== Task statement ==
Rename "README" to "NOTE" throughout the records below and reproduce them otherwise unchanged. Omit the pictures from your answer.

== Records to process ==
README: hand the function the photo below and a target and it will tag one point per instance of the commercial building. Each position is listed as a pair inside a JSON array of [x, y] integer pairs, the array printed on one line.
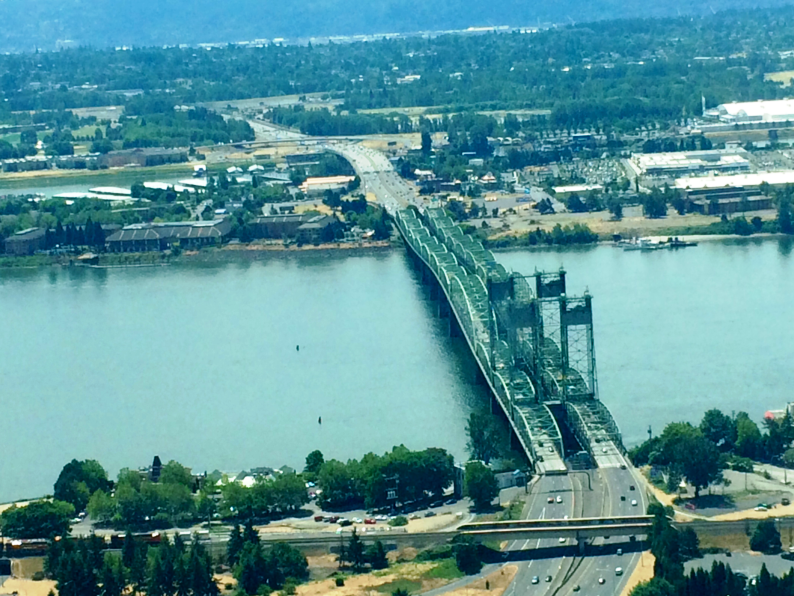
[[152, 156], [689, 163], [303, 227], [563, 192], [278, 226], [737, 182], [161, 236], [753, 112], [26, 242], [317, 186]]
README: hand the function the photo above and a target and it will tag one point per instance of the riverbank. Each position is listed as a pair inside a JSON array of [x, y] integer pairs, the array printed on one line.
[[21, 180], [228, 253]]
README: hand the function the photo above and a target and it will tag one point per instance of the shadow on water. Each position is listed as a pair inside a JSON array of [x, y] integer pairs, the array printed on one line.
[[785, 245]]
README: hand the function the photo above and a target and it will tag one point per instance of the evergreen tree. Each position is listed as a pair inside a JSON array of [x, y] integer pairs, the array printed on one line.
[[234, 546], [250, 534], [355, 551], [376, 555], [112, 576], [128, 550]]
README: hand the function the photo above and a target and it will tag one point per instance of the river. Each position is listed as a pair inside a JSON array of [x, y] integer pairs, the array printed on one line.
[[198, 363]]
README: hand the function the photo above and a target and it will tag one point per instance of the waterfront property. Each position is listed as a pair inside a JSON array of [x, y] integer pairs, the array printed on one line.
[[304, 227], [26, 242], [161, 236], [689, 163]]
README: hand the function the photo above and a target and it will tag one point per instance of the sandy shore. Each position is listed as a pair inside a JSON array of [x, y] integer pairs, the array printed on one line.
[[642, 573]]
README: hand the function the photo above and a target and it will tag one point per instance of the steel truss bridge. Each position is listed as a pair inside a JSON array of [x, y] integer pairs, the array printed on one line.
[[532, 342]]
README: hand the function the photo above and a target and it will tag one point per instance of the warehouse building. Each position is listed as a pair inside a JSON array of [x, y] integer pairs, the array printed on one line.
[[753, 112], [689, 163], [161, 236], [317, 186], [26, 242]]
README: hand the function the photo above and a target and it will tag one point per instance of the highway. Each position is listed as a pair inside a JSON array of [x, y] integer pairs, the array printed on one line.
[[605, 491]]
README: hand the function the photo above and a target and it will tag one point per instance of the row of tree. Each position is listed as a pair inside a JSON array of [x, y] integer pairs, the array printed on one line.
[[85, 568], [400, 475], [699, 454]]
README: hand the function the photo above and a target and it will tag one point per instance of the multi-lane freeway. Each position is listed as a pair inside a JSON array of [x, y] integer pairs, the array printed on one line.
[[608, 491]]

== Task answer ==
NOTE: hand the function the photo below and a target and it will tag one point per instance of the commercial building. Each position is listed as a pair inside a JSON array of [x, y] integer pairs, the array printed on one line.
[[152, 156], [689, 163], [303, 227], [563, 192], [278, 226], [737, 182], [161, 236], [753, 112], [26, 242], [317, 186]]
NOTE: hand the function the photo above and a target and it will tag one point per instance of the riverbank. Each position is listed as a pair inside a JSON array of [x, y] integer pairs, the array printed on one line.
[[21, 180], [228, 253]]
NOTE: hand the function the photo above and a target and it will tag one point per instance of the shadow on water. Each position is listed as a pair inside a JSON array of [x, y] integer pairs, the array printed on one line.
[[785, 245]]
NOTE: hand the function the photo above and a target and it will tag one point per instance of the evergreen tree. Each position is listed as a pair inside a JSON array of [x, y] integer pairs, the array printed on one line.
[[234, 546], [250, 534], [355, 551], [376, 555], [112, 576], [128, 550]]
NOTE: hand the function the photo above and a target and it will tag one point per instance of the river. Each position is listed as a pair inside a JSON array of [x, y] integer pairs, the array printed on one line.
[[198, 363]]
NOTE: hand the function the photo above and a target and it will tag one point per instance of the waterfront property. Each position is listed as a pair inside a JSON array of [x, y] integer pairs, the array printed on one line.
[[304, 227], [26, 242], [161, 236], [689, 163]]
NOTE: hand the function the photo above and a target and it will tag one point per instance of the sandy shore. Each position is listed as a pair inside a JSON array of [x, y] integer pairs, the array printed on one line.
[[642, 573]]
NOTE: hand the function the photo above and a target and it will tag one point per instance of the steel truss bridge. Each position is listed as a pair inside a JSON array of [x, y] integer pairs, the array printed on one line.
[[532, 342]]
NOTE: hand the function the photo above and a target and it will tag one point per instance of the warehouse building. Each position is listed as a pair inside a JSON array of [x, y] integer pairs, the array printed on one line.
[[753, 112], [689, 163], [161, 236], [317, 186], [26, 242]]
NOTE: hand the function the photo above and a target and it will tag one point per instance of the highway. Each position is listed as a pair inside a JSON array of [x, y] integer pairs, the array printed on one line.
[[605, 491]]
NOTE: hand the function the photo above and a target and it will tag one point per instance of the row of tree. Each position is listed as a pair inside a JSON array of [x, y] integer pairs, the array printed on one line.
[[85, 568], [400, 475], [699, 454]]
NOTE: hand the function the photo above and a target and it will tag one point per instance of the multi-lane freeway. Each position is listed as a pair inside a JSON array of [x, y] integer pairs, the array printed on one line.
[[608, 491]]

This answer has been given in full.